» Exercise tasks:
(1) In the bootloader thread, rewrite the paragraph that begins "Answering myself here" as a short bulleted list that keeps its main facts.
(2) Retype the part of the bootloader thread starting at "Ok, so in an" and ending at "reordering of devices)".

» Selected passage:
┏━━
And not all hosts are booting from a RAID1, the aqs cluster at least uses a RAID10, which combined with variability of device ordering makes it trickier still to find the candidates.

Has there been any progress toward goal #2? I didn't see where anything had been added to the mentioned runbook.

Good question, I think probably not. @RobH or @wiki_willy is this on your radar?

For context: We replaced sda in aqs1012 recently (T396970) and were (I believe) bit by this issue. It would seem to have been reimaged since the partman recipe was fixed, and it does not appear in the April 2020 list posted in T215183#6086396, so I'm wondering if a prior replacement didn't get the bootloader installed.

@Eevans, can you check in the BIOS settings of aqs1012 to see if a setting like "Hard drive failover" exists, per T215183#6718961 ?

I also never spent much time looking at or thinking about RAID10 hosts, as you said. Honestly I don't remember what debian-installer does in the first place for RAID10 and bootloaders.

[ ... ]

For context: We replaced sda in aqs1012 recently (T396970) and were (I believe) bit by this issue. It would seem to have been reimaged since the partman recipe was fixed, and it does not appear in the April 2020 list posted in T215183#6086396, so I'm wondering if a prior replacement didn't get the bootloader installed.

@Eevans, can you check in the BIOS settings of aqs1012 to see if a setting like "Hard drive failover" exists, per T215183#6718961 ?

It does, and I set it enabled after the device had been replaced and wouldn't boot (hint: it still didn't :( ).

aqs1014 was missing a bootloader for sdb as well (I've since fixed that), so if it had subsequently lost sda (like aqs1012), I think it would have manifested exactly the same.

[ ... ]

I also never spent much time looking at or thinking about RAID10 hosts, as you said. Honestly I don't remember what debian-installer does in the first place for RAID10 and bootloaders.

This config uses modules/install_server/files/autoinstall/partman/custom/aqs-cassandra-8ssd-2srv.cfg which you fixed back in 2019, it should be using all of /dev/sd[a-d]. For most of the aqs hosts that would seem to be the case, too. Now I'm wondering what the other 6 devices (it's supposed to have 8, but one had been replaced, and another failed) looked like. You would think that even with generous reordering, chances would be very good you'd find at least one bootloader among the first 4!

Has there been any progress toward goal #2? I didn't see where anything had been added to the mentioned runbook.

For context: We replaced sda in aqs1012 recently (T396970) and were (I believe) bit by this issue. It would seem to have been reimaged since the partman recipe was fixed, and it does not appear in the April 2020 list posted in T215183#6086396, so I'm wondering if a prior replacement didn't get the bootloader installed.

Answering myself here: I see now that T220842 is a subtask, and that it has been closed as resolved (with https://wikitech.wikimedia.org/wiki/SRE/Dc-operations/Sw_raid_rebuild_directions cited as the result), but I don't see anything there with respect to installing the bootloader. I'm happy to take a stab at adding something —assuming this is the canonical location, and that we're in agreement on what should be done..

Ok, so in an attempt to summarize things:

  • It seems that goal no. 1 is complete, all partman preseeds have been updated
  • Goal no. 3 might need to be revisited with a mind toward all of the hosts that have been reimaged, but have since had disks replaced, and didn't get a bootloader (re)installed. This is Real™, I've already found examples during spot-checking. Anyone doing so should be aware that the cumin copypasta in the description is only an approximation (for example it assumes raid1, and it doesn't take into account any reordering of devices)
  • Bonus: bulk update the fleet for the BIOS setting that enables boot device failover
  • Last (but definitely not least), make sure that the runbook prominently covers the installation of a bootloader when an applicable device is replaced. It probably also makes sense to document the BIOS setting in this context (see point above)

Thinking out loud here, but I wonder if there would be any harm in putting a bootloader on all storage devices? If not, it would be pretty simple to put together a cookbook that iterated storage devices and invoked grub-install $dev for each.
┗━━
» Excerpted data:
┏━━
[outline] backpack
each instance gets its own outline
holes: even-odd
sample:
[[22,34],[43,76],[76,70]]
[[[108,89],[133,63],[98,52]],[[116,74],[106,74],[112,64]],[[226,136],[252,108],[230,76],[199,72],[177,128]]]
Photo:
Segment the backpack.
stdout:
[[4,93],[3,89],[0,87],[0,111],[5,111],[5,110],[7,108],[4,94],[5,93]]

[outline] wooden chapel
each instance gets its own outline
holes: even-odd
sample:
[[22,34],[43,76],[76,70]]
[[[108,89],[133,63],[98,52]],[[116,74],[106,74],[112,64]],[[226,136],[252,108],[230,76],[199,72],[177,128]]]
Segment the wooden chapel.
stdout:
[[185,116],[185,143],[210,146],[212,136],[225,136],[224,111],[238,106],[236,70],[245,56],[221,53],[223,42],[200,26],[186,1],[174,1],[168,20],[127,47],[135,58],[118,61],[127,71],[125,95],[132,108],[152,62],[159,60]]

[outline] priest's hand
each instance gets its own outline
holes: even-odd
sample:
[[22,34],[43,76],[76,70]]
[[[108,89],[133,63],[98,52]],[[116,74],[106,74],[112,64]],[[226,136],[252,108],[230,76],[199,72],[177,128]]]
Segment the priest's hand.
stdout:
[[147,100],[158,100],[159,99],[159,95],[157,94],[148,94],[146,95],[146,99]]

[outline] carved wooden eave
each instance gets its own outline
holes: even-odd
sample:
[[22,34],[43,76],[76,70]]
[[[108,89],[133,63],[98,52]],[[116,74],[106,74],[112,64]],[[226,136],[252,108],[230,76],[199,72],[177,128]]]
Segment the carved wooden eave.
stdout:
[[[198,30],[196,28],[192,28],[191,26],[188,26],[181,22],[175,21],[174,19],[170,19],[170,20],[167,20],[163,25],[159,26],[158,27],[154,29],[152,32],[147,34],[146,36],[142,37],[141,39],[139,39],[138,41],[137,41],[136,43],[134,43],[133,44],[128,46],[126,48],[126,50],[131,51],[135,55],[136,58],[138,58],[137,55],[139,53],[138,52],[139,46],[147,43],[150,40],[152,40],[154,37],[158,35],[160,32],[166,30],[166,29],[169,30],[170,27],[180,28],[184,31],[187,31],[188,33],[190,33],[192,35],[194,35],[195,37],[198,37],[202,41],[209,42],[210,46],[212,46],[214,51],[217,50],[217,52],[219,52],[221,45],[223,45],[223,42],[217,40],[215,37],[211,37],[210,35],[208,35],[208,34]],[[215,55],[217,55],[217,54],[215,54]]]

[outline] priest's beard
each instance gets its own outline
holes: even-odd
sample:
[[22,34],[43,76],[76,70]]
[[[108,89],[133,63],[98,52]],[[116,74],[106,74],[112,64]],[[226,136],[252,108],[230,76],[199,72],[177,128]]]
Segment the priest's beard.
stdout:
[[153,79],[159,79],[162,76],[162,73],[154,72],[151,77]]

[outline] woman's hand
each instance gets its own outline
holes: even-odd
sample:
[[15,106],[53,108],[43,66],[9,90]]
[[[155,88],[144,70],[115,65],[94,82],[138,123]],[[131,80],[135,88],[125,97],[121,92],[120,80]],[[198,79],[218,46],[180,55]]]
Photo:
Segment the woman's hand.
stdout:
┗━━
» Solutions per task:
(1)
- T220842 is a subtask, and it has been closed as resolved.
- The result it cites is https://wikitech.wikimedia.org/wiki/SRE/Dc-operations/Sw_raid_rebuild_directions.
- That page has nothing about installing the bootloader.
- The writer offers to add something, assuming this is the canonical location and that there is agreement on what should be done.

(2)
Ok, so in an attempt to summarize things:

  • It seems that goal no. 1 is complete, all partman preseeds have been updated
  • Goal no. 3 might need to be revisited with a mind toward all of the hosts that have been reimaged, but have since had disks replaced, and didn't get a bootloader (re)installed. This is Real™, I've already found examples during spot-checking. Anyone doing so should be aware that the cumin copypasta in the description is only an approximation (for example it assumes raid1, and it doesn't take into account any reordering of devices)